The answer must consist of every record below, reproduced exactly.
□ □ □ □
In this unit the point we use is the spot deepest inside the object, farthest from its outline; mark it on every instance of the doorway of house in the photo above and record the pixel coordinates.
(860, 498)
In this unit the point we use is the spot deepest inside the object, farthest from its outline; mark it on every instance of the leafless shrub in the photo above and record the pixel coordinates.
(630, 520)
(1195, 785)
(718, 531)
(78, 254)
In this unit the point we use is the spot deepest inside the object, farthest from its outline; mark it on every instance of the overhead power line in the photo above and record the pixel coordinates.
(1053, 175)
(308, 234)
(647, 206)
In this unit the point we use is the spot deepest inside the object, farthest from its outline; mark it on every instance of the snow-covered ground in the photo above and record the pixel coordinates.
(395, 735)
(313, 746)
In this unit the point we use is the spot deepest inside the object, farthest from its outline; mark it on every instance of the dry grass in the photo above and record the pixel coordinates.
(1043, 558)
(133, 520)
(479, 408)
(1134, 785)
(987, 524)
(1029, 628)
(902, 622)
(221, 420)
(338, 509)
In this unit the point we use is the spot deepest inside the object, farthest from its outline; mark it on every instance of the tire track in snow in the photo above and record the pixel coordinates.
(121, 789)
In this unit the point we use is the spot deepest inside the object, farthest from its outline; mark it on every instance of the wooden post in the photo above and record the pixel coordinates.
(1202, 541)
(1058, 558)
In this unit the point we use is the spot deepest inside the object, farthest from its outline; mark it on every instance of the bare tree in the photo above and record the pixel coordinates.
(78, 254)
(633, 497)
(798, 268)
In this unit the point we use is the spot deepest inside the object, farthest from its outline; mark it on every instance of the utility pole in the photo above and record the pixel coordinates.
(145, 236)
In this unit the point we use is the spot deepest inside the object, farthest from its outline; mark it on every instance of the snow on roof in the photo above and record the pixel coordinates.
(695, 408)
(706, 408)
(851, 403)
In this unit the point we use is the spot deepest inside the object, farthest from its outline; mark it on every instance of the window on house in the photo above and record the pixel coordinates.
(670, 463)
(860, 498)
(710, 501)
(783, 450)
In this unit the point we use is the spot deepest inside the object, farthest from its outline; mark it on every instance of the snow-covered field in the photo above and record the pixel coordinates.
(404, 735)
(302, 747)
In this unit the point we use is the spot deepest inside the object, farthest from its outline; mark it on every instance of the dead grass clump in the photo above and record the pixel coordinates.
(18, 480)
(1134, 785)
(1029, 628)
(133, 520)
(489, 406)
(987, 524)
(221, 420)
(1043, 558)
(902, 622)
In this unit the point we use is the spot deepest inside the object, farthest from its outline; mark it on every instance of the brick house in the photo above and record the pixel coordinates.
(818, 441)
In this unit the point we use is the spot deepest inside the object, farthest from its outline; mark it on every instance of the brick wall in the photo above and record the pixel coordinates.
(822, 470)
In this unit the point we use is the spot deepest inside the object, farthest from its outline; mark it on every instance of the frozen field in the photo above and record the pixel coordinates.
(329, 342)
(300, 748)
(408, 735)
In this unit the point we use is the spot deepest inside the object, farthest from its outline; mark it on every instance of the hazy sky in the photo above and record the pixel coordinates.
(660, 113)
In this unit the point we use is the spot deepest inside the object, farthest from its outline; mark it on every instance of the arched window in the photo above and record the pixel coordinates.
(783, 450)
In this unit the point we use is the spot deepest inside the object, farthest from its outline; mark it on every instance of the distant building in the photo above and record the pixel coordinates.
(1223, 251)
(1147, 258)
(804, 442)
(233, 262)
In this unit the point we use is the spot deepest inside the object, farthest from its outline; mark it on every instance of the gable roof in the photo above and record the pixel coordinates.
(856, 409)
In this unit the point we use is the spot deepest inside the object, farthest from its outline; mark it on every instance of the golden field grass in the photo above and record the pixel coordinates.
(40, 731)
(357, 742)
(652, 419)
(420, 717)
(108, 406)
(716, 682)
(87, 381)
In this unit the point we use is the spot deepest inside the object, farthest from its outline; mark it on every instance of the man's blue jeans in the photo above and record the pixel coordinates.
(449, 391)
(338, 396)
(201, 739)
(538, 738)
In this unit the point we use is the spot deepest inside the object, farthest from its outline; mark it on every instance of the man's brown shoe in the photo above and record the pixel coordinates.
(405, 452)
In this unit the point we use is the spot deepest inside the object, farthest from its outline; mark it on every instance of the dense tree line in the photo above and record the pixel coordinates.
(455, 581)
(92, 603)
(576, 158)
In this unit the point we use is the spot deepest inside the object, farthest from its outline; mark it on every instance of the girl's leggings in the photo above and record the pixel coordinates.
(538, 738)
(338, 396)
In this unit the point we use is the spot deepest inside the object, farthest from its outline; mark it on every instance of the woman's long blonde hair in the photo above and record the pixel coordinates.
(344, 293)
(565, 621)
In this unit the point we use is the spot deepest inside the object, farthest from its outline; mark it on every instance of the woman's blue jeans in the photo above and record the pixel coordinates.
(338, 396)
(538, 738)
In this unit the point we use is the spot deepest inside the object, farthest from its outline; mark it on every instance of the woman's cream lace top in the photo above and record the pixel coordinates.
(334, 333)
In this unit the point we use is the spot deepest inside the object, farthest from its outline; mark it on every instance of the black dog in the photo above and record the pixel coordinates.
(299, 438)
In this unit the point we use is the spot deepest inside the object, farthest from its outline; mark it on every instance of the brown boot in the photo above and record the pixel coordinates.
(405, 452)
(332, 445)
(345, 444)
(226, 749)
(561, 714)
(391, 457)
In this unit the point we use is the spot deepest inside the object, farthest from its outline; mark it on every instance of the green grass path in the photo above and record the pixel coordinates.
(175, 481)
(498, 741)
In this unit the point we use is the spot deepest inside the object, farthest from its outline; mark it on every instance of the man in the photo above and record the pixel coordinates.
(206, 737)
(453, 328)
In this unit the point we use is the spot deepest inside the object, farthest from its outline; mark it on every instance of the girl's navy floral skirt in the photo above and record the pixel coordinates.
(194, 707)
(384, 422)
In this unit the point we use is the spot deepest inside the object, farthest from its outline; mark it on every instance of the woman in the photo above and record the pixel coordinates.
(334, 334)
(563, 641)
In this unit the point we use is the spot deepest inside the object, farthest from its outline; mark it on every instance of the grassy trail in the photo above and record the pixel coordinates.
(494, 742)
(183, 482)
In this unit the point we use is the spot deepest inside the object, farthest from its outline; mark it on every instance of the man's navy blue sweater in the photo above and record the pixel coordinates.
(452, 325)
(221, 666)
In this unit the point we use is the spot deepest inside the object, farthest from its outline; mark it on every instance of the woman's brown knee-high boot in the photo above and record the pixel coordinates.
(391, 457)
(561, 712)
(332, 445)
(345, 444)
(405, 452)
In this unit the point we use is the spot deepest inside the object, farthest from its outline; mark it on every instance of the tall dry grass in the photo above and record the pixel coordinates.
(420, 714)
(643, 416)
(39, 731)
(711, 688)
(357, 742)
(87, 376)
□ □ □ □
- [RESULT FOR THIS EXERCISE]
In this unit the point we use is the spot deepest inside the object, farthest from its outline; mark it on every instance of the doorway of house in the photo above and record the pixel coordinates.
(860, 498)
In this unit the point we use is the spot deepest inside the object, farthest from its outline; mark it on every instance of the leafless shrub in the photo above and record the pixel coordinates.
(630, 520)
(1195, 785)
(718, 531)
(78, 254)
In this unit the point we use is the spot deepest inside the object, farthest from its outline; mark it on every instance of the overhead power line in the photo above and record the pixel coordinates.
(1053, 175)
(308, 234)
(647, 206)
In this unit the point we use is the spot deepest inside the object, farthest from its outline; mark it on every instance of the snow-covered ground in the photo above and record the pixel coordinates.
(395, 735)
(313, 746)
In this unit the point we use is the spot deepest inside the object, farthest from its outline; mark it on every instance of the dry grass in the photo above and record the pixel coordinates.
(1043, 558)
(133, 520)
(479, 408)
(1134, 785)
(987, 524)
(1029, 628)
(902, 622)
(221, 420)
(338, 509)
In this unit the point we use is the spot deepest inside the object, farthest from its outline; mark it on every instance of the tire track in snow in the photo above and record the pixel coordinates.
(121, 789)
In this unit the point we use is the spot deepest inside the object, farthest from its outline; mark it on every instance of the wooden post in the photo above and record the pixel coordinates.
(1202, 541)
(1058, 558)
In this unit the point we use is the spot deepest inside the object, farthest from its outline; mark it on every instance of the bare tree in the photo above and record the pixel coordinates.
(78, 254)
(633, 497)
(798, 268)
In this unit the point we use is the spot deepest inside the object, farthest from its outline; mark it on every instance of the utility pole in the photo above and record the pixel coordinates.
(145, 236)
In this unit the point we use is the spot deepest inside the object, farthest from its outline; mark it on every instance of the snow on roof in the photo above and record the pixel coordinates.
(695, 408)
(706, 408)
(851, 403)
In this unit the point we use is the spot deepest inside the object, farthest from its outline; mark it on every instance of the window on house in the photo above and record the pixel coordinates.
(670, 463)
(860, 498)
(710, 501)
(783, 450)
In this unit the point we use is the spot deepest inside the object, farthest from its outline; mark it on every instance of the snow-covered field in the photo above and record the pixel coordinates.
(404, 735)
(302, 747)
In this unit the point we use is the spot deepest inside the object, farthest from its outline; mark it on every instance of the dead grass clump in the photo above and record the pixel coordinates.
(18, 480)
(1134, 785)
(1029, 628)
(133, 520)
(489, 406)
(987, 524)
(221, 420)
(1043, 558)
(902, 622)
In this unit the point we use is the spot deepest inside the object, farthest from its outline; mark it on every instance of the brick house in the photo above and record the pixel coordinates.
(818, 441)
In this unit the point we use is the spot deepest inside the object, farthest from its outline; mark it on every instance of the brick wall in the photo above and record the pixel coordinates.
(822, 470)
In this unit the point we use is the spot deepest inside the object, farthest from its outline; mark it on every instance of the frozen field in the photo above and record the pixel coordinates.
(329, 342)
(300, 748)
(408, 735)
In this unit the point we use is the spot deepest inside the object, farthest from its outline; mark it on every instance of the hazy sky in the photo above and record the pixel coordinates.
(660, 113)
In this unit the point we use is the spot deepest inside the object, farthest from its outline; mark it on every instance of the arched window in the photo above and record the pixel coordinates.
(783, 450)
In this unit the point we use is the spot deepest inside the object, farthest from its outline; mark it on every instance of the distant building in the photo above and record the pixel coordinates.
(1223, 251)
(1147, 258)
(804, 442)
(233, 262)
In this unit the point we use is the spot deepest inside the object, farthest from its outline; mark it on every instance of the gable roof in the photo above and record the pixel coordinates.
(856, 409)
In this unit the point we use is the spot deepest inside the object, farthest from its outline; mark it on every instance of the golden field grass in the photo above and record the pixel coordinates.
(40, 731)
(357, 742)
(652, 419)
(420, 717)
(108, 406)
(716, 682)
(87, 381)
In this unit the point we use is the spot deepest inside the object, farthest from its outline; mark it on every instance of the man's blue jeans in the photo above and record the pixel coordinates.
(449, 391)
(338, 396)
(201, 739)
(538, 738)
In this unit the point we use is the spot deepest inside the object, farthest from its outline; mark it on every instance of the man's brown shoe in the photo above and record the pixel coordinates.
(405, 452)
In this unit the point we use is the spot deepest inside the object, farthest from its outline; mark it on every instance of the dense tree line in the photo above and record the pixel coordinates.
(455, 581)
(92, 603)
(576, 158)
In this unit the point we use is the spot deepest inside the object, farthest from its outline; mark it on every instance of the girl's leggings in the photo above and record the pixel coordinates.
(538, 738)
(338, 396)
In this unit the point we use is the spot deepest inside the object, farthest from its outline; mark it on every instance of the woman's long blonde hair in the photo above and record the pixel coordinates.
(344, 293)
(565, 621)
In this unit the point we use is the spot deepest inside the object, farthest from its outline; mark it on every instance of the woman's blue jeans in the photo above and record the pixel coordinates.
(338, 396)
(538, 738)
In this unit the point we use is the spot deepest inside the object, farthest from its outline; mark it on every instance of the woman's cream lace top in the photo above and record the pixel coordinates.
(334, 333)
In this unit the point we use is the spot deepest inside the object, farthest from its outline; mark it on every instance of the black dog in the photo above and record the pixel coordinates.
(299, 438)
In this unit the point we use is the spot deepest inside the object, farthest from its outline; mark it on every instance of the brown boot in the photo above and record the pixel coordinates.
(405, 452)
(332, 445)
(345, 444)
(226, 749)
(561, 714)
(391, 457)
In this unit the point we use is the spot deepest inside the object, farthest from its outline; mark it on every instance of the green grass path in the photo above and record the pixel coordinates.
(175, 481)
(498, 741)
In this unit the point we use is the spot deepest inside the object, farthest from its outline; mark it on every instance of the man in the photo above and record the pixel coordinates.
(206, 737)
(453, 328)
In this unit the point we use is the spot deepest inside the object, farthest from its outline; mark it on every instance of the girl's navy floral skirt in the photo above and record the pixel coordinates.
(194, 707)
(384, 422)
In this unit the point we use is the spot deepest inside the object, farthest from its outline; mark it on every instance of the woman in the photo above and record the pixel coordinates.
(334, 334)
(563, 641)
In this unit the point we use is the spot deepest inside the object, farthest from its outline; mark it on every instance of the grassy trail in the photo above and record the pixel coordinates.
(494, 742)
(183, 482)
In this unit the point we use is the spot deepest inside the object, farthest from its outline; mark it on every instance of the man's navy blue sweater in the photo above and record the pixel coordinates.
(452, 325)
(221, 666)
In this unit the point we use is the spot deepest inside the object, farthest from its outline; mark it on every instance of the woman's brown knee-high boot in the photo above and record the pixel coordinates.
(391, 457)
(561, 712)
(332, 445)
(345, 444)
(405, 452)
In this unit the point we use is the spot deepest inside the object, farthest from its outline; mark it on every instance of the tall dry grass in the photo above and record the pixel coordinates.
(420, 714)
(643, 416)
(39, 731)
(711, 688)
(357, 742)
(87, 376)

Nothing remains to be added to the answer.